Prestige and Measures of Accomplishment on enWiki edit

The mechanisms and metrics that Wikipedia editors use as a proxy for success (FA, for instance, causes people to conceive of articles as siloed; edit counting leads to mass spammy edits rather than real value creation (something I am guilty of)) are deeply flawed and produce bad outcomes

Main Space Impact Calculator edit

Being some thoughts a new framework for replacing edit-count as proxy for editor value

  • Any formula based on bytes added will ignore anyone fighting vandalism
  • "Points" system? For instance, GA equal to a certain number of points, FA same, etc. etc.
  • but again, how to count anti-vandalism work? Or any deletion work?
  • How to incorporate work like editor retention?
  • I guess this work occurs outside mainspace for the most part anyway
  • overemphasizing article creation will overly encourage spammy new article creation, something that is already a bit of a problem
  • how to incorporate actions like NPP work
  • Avoid or lean into true RPG-ification?

Basically trying to figure out the depth measurement for editors that exists for Wikipedias ([Edits/Articles] × [Non-Articles/Articles] × [1 − Stub-ratio])

******

◆ Written tasks
• a. Do these statements agree with the notes on measuring Wikipedia editor value? For each, answer yes or no and quote the words from the notes that decide it. (i) Edit counting leads to mass spammy edits. (ii) A formula based on bytes added would capture anti-vandalism work. (iii) Spammy new article creation is already somewhat of a problem.
• b. Carry the notes on measuring Wikipedia editor value forward from their final line.

◆ Given information

******

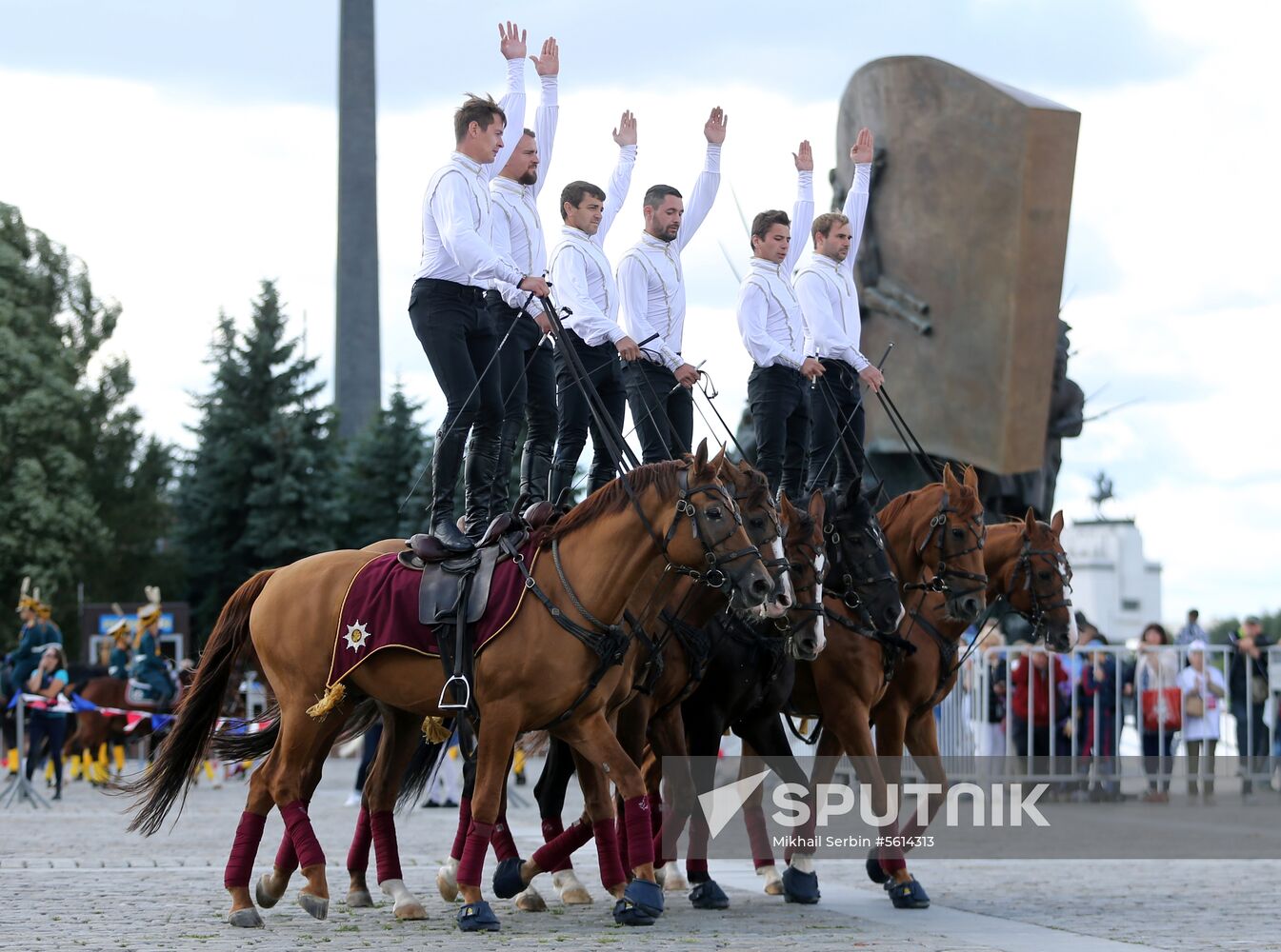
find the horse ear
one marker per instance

******

◆ Expected responses
• a.
(i) Yes: "edit counting leads to mass spammy edits rather than real value creation"
(ii) No: "Any formula based on bytes added will ignore anyone fighting vandalism"
(iii) Yes: "overemphasizing article creation will overly encourage spammy new article creation, something that is already a bit of a problem"

• b.
pieces of available data edit

  • Edit count
  • Byte size of edits
  • Articles and redirects created

Fate of the Encyclopedia edit

to do edit

  • look up other speculative articles about ENfuture
  • [1]

Scenarios edit

Consider this essay a belated 20th-anniversary reflection on the future of the encyclopedia that everyone should edit!

What will happen to Wikipedia in the future? Will it vanish? Evolve? Get replaced by Baidu Baike after the People's Liberation Army rolls into Washington, D.C.? It's a set of questions that have been asked before,[2] publicly, and, if you've found this essay, and gotten this far into it, probably privately by you. The big banner asks readers and contributors to ponder it every year by implying that Wikipedia could simply...disappear.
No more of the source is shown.